**Goal**
Count the rows below that contain the string "laptop", matching case exactly, and reply with only that number.

Lines of data
---

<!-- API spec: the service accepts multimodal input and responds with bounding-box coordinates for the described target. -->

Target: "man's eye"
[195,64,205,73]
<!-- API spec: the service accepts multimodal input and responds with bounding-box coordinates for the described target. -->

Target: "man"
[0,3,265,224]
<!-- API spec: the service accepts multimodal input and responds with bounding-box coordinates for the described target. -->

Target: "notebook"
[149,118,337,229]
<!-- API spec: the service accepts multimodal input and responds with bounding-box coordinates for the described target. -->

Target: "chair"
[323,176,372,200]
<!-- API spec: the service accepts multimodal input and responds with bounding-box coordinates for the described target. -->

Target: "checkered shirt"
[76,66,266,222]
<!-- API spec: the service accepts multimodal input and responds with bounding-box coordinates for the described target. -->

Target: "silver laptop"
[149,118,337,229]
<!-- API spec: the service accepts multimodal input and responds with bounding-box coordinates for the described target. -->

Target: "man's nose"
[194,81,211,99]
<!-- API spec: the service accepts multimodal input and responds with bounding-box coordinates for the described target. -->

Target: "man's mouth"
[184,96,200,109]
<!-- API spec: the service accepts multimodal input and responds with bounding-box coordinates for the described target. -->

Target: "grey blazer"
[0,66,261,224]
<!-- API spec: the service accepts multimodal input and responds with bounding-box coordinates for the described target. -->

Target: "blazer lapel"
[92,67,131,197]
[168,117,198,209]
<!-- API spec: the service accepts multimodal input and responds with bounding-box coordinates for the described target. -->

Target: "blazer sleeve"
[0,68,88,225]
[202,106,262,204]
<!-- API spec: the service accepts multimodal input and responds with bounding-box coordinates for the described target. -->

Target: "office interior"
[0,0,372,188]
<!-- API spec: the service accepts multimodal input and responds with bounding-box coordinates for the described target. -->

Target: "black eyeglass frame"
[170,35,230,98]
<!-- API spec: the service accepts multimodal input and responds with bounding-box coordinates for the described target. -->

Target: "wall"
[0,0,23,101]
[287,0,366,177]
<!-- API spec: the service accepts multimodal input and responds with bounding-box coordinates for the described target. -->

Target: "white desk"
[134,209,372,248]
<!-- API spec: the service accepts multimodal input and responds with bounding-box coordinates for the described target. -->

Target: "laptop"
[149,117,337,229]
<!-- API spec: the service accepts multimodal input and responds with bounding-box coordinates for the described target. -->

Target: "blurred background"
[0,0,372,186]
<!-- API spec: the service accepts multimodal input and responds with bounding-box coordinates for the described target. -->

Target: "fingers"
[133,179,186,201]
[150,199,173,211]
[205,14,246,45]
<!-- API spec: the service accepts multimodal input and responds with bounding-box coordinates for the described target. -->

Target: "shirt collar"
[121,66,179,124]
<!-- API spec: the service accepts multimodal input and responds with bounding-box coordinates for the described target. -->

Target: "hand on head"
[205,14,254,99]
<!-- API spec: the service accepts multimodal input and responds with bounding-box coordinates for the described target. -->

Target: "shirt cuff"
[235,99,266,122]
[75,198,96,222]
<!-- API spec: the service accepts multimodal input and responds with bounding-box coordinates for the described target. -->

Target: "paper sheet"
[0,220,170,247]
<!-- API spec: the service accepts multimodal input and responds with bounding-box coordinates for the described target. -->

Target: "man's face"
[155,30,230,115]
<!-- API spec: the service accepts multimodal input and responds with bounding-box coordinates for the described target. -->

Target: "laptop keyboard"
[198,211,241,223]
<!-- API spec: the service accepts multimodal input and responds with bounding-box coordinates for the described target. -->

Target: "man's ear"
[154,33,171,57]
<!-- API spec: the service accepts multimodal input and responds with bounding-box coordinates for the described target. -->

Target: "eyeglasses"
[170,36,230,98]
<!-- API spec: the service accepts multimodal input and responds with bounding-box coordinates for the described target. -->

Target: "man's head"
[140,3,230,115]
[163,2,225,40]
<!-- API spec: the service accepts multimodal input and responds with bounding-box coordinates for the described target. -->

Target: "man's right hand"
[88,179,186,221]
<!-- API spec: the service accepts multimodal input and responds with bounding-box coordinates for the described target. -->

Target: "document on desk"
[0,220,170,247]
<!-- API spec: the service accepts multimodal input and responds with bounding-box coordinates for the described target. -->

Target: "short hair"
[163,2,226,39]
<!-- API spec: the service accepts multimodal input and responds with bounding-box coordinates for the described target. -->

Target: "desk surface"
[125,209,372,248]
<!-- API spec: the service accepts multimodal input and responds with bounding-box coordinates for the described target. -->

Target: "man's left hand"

---

**The answer**
3